Segment Open
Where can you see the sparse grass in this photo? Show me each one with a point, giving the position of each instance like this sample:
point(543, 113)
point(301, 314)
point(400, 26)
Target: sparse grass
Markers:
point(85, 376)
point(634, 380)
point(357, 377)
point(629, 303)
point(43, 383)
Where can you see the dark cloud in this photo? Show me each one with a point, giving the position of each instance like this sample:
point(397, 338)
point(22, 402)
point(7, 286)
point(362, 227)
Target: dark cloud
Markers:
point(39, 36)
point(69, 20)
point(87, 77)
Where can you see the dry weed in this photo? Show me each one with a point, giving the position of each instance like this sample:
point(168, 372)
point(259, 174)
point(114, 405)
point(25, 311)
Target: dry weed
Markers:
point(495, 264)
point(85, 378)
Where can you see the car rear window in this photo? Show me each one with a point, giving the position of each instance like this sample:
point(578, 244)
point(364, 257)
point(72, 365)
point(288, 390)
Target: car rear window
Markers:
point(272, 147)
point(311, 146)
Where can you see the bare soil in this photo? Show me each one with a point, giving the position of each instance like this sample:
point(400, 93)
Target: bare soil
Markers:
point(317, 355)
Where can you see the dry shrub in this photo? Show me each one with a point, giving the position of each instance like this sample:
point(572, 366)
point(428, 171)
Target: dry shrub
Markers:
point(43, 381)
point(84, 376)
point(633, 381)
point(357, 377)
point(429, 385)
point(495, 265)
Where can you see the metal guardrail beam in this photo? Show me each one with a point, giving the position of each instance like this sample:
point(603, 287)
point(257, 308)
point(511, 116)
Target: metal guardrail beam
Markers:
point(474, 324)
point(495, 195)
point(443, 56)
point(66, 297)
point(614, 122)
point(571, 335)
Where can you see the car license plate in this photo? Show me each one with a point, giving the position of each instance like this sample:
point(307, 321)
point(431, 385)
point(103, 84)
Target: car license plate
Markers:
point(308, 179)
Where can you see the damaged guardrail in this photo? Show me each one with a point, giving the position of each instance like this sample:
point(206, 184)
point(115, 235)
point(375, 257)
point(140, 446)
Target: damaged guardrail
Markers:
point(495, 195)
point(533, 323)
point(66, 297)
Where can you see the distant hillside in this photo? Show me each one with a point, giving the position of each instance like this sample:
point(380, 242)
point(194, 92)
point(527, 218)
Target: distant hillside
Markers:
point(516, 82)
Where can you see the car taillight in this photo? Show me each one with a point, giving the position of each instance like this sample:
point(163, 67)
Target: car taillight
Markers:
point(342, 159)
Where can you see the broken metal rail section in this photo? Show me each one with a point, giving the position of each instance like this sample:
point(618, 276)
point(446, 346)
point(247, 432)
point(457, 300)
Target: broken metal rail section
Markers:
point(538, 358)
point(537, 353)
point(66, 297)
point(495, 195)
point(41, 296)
Segment Closed
Segment Open
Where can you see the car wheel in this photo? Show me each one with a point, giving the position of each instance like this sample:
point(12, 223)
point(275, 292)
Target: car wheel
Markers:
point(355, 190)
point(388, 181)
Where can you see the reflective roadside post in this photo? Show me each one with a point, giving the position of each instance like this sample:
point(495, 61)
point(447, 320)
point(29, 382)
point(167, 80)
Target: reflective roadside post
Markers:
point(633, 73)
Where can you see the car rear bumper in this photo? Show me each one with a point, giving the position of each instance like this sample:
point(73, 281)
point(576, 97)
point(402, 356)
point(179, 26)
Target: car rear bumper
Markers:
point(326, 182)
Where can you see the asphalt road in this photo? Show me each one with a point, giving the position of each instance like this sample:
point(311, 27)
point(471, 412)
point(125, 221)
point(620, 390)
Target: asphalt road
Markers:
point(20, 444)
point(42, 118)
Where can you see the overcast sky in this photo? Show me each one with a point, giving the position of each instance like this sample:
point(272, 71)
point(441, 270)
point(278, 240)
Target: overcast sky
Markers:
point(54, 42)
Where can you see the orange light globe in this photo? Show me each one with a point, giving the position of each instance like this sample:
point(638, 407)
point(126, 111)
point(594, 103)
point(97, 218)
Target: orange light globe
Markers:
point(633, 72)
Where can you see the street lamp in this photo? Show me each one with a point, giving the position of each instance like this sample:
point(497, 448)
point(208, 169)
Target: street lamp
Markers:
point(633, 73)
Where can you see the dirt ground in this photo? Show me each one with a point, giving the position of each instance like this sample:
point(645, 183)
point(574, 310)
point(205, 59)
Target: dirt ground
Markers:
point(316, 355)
Segment Closed
Segment Open
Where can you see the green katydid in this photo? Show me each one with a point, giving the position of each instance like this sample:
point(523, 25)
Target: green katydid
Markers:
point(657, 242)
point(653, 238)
Segment Closed
**What to work on**
Among the entries above, how many lines hold the string "wheel"? Respond with nothing but the number.

**Task response**
2